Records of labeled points
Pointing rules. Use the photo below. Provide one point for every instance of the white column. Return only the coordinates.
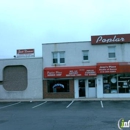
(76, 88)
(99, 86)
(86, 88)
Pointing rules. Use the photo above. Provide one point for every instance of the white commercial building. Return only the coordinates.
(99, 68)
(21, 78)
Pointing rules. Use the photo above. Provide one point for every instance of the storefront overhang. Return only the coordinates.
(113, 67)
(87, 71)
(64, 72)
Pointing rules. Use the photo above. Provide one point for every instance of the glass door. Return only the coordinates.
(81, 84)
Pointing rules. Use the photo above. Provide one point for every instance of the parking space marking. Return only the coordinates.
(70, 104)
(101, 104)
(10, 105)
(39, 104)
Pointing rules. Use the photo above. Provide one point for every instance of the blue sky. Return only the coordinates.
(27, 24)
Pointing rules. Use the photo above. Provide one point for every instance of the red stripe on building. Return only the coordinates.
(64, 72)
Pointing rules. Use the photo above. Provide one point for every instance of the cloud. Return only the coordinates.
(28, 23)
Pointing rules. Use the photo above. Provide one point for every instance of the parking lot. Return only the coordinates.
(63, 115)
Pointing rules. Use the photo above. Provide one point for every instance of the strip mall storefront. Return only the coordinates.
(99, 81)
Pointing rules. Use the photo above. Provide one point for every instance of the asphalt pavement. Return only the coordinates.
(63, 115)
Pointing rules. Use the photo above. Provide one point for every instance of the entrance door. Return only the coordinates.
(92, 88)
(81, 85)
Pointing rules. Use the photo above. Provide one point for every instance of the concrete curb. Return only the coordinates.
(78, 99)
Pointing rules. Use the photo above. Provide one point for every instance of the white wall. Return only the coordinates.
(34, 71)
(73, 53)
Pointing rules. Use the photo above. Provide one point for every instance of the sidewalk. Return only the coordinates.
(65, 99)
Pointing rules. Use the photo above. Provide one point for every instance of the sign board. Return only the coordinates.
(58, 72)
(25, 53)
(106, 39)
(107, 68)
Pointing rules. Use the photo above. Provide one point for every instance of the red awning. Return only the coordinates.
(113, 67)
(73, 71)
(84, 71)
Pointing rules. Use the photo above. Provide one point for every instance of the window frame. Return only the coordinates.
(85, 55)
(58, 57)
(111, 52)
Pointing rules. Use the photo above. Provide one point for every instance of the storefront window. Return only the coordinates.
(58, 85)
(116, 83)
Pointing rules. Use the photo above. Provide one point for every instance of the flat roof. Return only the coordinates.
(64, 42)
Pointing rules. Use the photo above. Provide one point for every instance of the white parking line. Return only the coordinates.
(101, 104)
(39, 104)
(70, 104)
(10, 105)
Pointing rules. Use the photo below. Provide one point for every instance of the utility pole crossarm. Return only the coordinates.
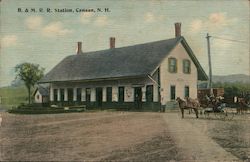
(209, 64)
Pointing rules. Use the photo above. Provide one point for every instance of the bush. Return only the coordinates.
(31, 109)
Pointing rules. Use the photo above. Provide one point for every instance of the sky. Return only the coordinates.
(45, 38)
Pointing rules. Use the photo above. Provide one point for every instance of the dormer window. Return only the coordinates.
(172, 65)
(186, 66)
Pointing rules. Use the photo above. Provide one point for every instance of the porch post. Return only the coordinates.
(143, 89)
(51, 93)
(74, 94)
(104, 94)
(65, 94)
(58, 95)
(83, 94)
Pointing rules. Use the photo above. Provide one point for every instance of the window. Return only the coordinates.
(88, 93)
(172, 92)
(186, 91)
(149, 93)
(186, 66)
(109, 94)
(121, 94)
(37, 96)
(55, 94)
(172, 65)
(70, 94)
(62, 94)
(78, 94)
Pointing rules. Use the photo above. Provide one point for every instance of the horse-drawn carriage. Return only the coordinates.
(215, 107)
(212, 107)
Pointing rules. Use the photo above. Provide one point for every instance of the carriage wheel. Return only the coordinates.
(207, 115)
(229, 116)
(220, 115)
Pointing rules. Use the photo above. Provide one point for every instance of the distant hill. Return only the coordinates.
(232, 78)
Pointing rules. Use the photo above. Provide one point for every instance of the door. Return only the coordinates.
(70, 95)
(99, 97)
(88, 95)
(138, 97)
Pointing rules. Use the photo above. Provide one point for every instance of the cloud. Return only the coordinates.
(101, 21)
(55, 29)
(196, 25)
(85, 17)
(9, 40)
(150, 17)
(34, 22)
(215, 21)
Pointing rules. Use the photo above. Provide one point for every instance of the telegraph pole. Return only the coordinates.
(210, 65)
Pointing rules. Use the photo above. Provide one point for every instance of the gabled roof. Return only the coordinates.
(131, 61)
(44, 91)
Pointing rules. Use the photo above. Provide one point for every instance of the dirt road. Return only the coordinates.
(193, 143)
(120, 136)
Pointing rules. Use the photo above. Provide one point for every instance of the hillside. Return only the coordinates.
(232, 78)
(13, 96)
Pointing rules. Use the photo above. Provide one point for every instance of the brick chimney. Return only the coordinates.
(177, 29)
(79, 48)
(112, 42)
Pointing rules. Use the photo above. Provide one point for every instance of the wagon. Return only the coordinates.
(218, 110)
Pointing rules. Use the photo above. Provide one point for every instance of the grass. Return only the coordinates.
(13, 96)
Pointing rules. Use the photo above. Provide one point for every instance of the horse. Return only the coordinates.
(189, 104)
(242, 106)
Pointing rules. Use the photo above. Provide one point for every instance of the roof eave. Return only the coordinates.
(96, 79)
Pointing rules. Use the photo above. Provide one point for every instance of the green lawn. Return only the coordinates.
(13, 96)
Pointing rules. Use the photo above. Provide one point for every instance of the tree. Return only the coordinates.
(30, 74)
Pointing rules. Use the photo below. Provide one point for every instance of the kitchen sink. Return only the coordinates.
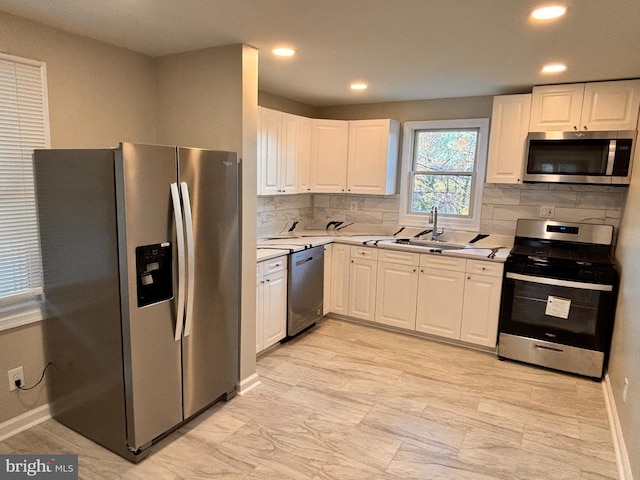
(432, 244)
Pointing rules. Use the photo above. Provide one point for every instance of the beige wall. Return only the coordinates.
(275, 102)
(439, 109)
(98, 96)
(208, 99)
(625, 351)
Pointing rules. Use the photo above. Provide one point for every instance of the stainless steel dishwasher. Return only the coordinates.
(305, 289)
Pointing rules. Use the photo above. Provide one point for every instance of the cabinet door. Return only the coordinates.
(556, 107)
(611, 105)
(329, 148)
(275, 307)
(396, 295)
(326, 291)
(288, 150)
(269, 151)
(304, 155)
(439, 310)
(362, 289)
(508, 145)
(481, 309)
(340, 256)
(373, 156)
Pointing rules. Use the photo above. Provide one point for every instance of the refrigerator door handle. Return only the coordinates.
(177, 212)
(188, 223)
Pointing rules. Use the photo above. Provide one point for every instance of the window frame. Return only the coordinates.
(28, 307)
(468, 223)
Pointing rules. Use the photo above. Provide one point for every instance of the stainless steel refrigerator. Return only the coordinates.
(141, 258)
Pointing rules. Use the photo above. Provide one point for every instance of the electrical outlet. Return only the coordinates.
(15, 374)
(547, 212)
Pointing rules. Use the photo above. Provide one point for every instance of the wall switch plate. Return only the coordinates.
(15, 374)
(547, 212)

DIRECTIONS FOR THIS TASK>
Without the pictures, output the full listing exactly as it stands.

SOLUTION FOR THIS EXERCISE>
Pointing rules. Use the photo below. Provide one point for every instance of the white column. Return only the coordinates.
(76, 88)
(99, 86)
(86, 88)
Pointing rules. Use the photo above. Provide one point for every instance of the white commercial building. Return only the coordinates.
(99, 68)
(21, 78)
Pointing rules. Use the photo above. Provide one point for every instance of the storefront overhang. Return only the coordinates.
(113, 67)
(87, 71)
(64, 72)
Pointing rules. Use the photo above. Provide one point for every instance of the glass door. Return only the coordinates.
(81, 84)
Pointing rules. Use the photo above. Provide one point for every instance of the parking space marking. Return only the coordinates.
(70, 104)
(101, 104)
(10, 105)
(39, 104)
Pointing rules. Use the photo above. Provide one point for every instance of the blue sky. Return only the coordinates.
(27, 24)
Pointing rules. Use the photo above. Provide one point for every instance of the red stripe on building. Return only the coordinates.
(64, 72)
Pointing rules. Use the photo above. Provide one point for every instance of the cloud. Return only the coordinates.
(28, 23)
Pointing rules. Use the photo above. Provide one point for every instance of the parking lot. Return only the coordinates.
(63, 115)
Pointing rules. Use the photo above. Provide one point for every instance of the strip mall storefront. Return only the coordinates.
(99, 81)
Pointing rules. Use the photo above. Provide one point for every instance of the asphalt pavement. Return only the coordinates.
(63, 115)
Pointing rules. Use the photo above. Provide one point for every instance of the entrance door. Return only the coordinates.
(92, 88)
(81, 85)
Pointing rules. Use the photo above. Provide one point for every instance of the concrete curb. Return only the coordinates.
(78, 99)
Pointing rules. Use the photo above. Provide one point for every instance of the white wall. Return only the coordinates.
(34, 71)
(73, 53)
Pointing rules. Use the photo above. Provide one point for every instance of the sidewalk. Return only the coordinates.
(65, 99)
Pointing rules. Use the photo above. Provide one point for every instance of the sign board. Return only the coordinates.
(58, 72)
(25, 53)
(106, 39)
(107, 68)
Pointing rules. Use the photo above. Provide one point for every instance of the red awning. Return only the coordinates.
(113, 67)
(73, 71)
(84, 71)
Pointing rules. Use the photo above. Provide one point for every instance of the window frame. Return only the coordinates.
(85, 55)
(58, 57)
(111, 52)
Pointing rules. Use the photo above. Provide one point for every instance of the storefront window. Return only the coordinates.
(58, 85)
(116, 83)
Pointing rules. Use the photo above. Provide one point for every instance of the flat roof. Return only the coordinates.
(64, 42)
Pointing rules. Use the photo above. Provide one point for every instance of the white parking line. Return only the coordinates.
(101, 104)
(39, 104)
(70, 104)
(10, 105)
Pointing rules. Use the photo below. Provide one point for every instance of the utility pole crossarm. Return only the coordinates.
(209, 64)
Pointing rules. Use the photo above. Provide one point for every instance of the bush. Return only the coordinates.
(31, 109)
Pointing rules. Use the photo above. Provide one point for every instance of the sky. Return only the coordinates.
(45, 38)
Pointing rules. Use the photo above. Provide one point for every instance of the dormer window. Return only the coordinates.
(172, 65)
(186, 66)
Pointing rules. Use the photo above. Provide one point for every instance of the porch post. Return only the coordinates.
(143, 89)
(51, 93)
(74, 94)
(104, 94)
(65, 94)
(58, 95)
(83, 94)
Pointing rules. Use the photo above. Provide one point for every instance of the window. Return only the coordinates.
(88, 93)
(172, 92)
(186, 91)
(149, 93)
(186, 66)
(109, 94)
(121, 94)
(37, 96)
(55, 94)
(172, 65)
(70, 94)
(62, 94)
(78, 94)
Pointing rules. Use the photo above. Provide one point for every instance of the horse-drawn carriage. Return only the coordinates.
(215, 107)
(212, 107)
Pointing rules. Use the photo above. Provide one point for every instance of the carriage wheel. Return only the coordinates.
(207, 115)
(229, 116)
(220, 115)
Pointing rules. Use the photo above. Provide one point for every instance of the distant hill. Return only the coordinates.
(232, 78)
Pointing rules. Use the photo above. Provide one point for every instance of the door. Return only the coordinates.
(70, 95)
(99, 97)
(88, 95)
(138, 97)
Pointing rules. Use the photo above. Provide one point for every instance of the cloud. Return only the coordinates.
(101, 21)
(55, 29)
(196, 25)
(85, 17)
(9, 40)
(150, 17)
(34, 22)
(215, 21)
Pointing rules. Use the photo above. Provide one point for every instance of the telegraph pole. Return only the coordinates.
(210, 65)
Pointing rules. Use the photo above. Provide one point for every instance of the gabled roof. Return only the coordinates.
(131, 61)
(44, 91)
Pointing rules. Use the photo above. Provide one point for every instance of the dirt road. Return only the coordinates.
(193, 143)
(120, 136)
Pointing rules. Use the photo above. Provide one point for every instance of the hillside. Return only the coordinates.
(232, 78)
(13, 96)
Pointing rules. Use the photo above. Provide one point for every instance of the brick chimney. Return only the coordinates.
(177, 29)
(79, 48)
(112, 42)
Pointing rules. Use the photo above. Provide one point for every instance of the wagon. Return only the coordinates.
(218, 110)
Pointing rules. Use the photo above. Provide one point for every instance of the grass. Return only the coordinates.
(13, 96)
Pointing rules. Use the photo above. Provide one point for every instance of the horse. Return only the coordinates.
(189, 104)
(242, 106)
Pointing rules. Use the photo above. Provide one point for every instance of the roof eave. Return only the coordinates.
(96, 79)
Pointing rules. Use the photo above. Provide one point for every instance of the green lawn. Return only the coordinates.
(13, 96)
Pointing rules. Use the photo above. Provide one point for every instance of the tree. Return only the coordinates.
(30, 74)
Pointing rules. Use the photo below. Provide one point for every instance of the kitchen sink. Return only the coordinates.
(432, 244)
Pointing rules. Use the photo above. Provide one point for every instance of the beige wall. Return only the coordinates.
(275, 102)
(439, 109)
(98, 96)
(208, 99)
(625, 351)
Pointing rules. Use the photo above. Provide one point for every instance of the stainless steel dishwasher. Return only the coordinates.
(305, 289)
Pointing rules. Use the photo above. Provide one point for every instance of the cabinet door. Return only the coordinates.
(556, 107)
(611, 105)
(329, 148)
(275, 307)
(396, 295)
(326, 291)
(288, 150)
(269, 151)
(304, 155)
(439, 310)
(362, 289)
(508, 145)
(481, 309)
(340, 256)
(373, 156)
Pointing rules. Use the photo above. Provide one point for every instance of the refrigerator door handle. Return only the coordinates.
(177, 212)
(188, 223)
Pointing rules. Use the photo above. Provide one point for every instance of the window frame. Return only the coordinates.
(28, 307)
(468, 223)
Pointing rules. Use the photo above. Provide one point for every instance of the stainless steel refrigerator. Return only the coordinates.
(141, 258)
Pointing rules. Use the photo above. Provide one point for every instance of the electrical outlet. Return only the coordinates.
(15, 374)
(547, 212)
Pointing rules. Use the photo above. Provide one point for every instance of the wall switch plate. Return only the coordinates.
(15, 374)
(547, 212)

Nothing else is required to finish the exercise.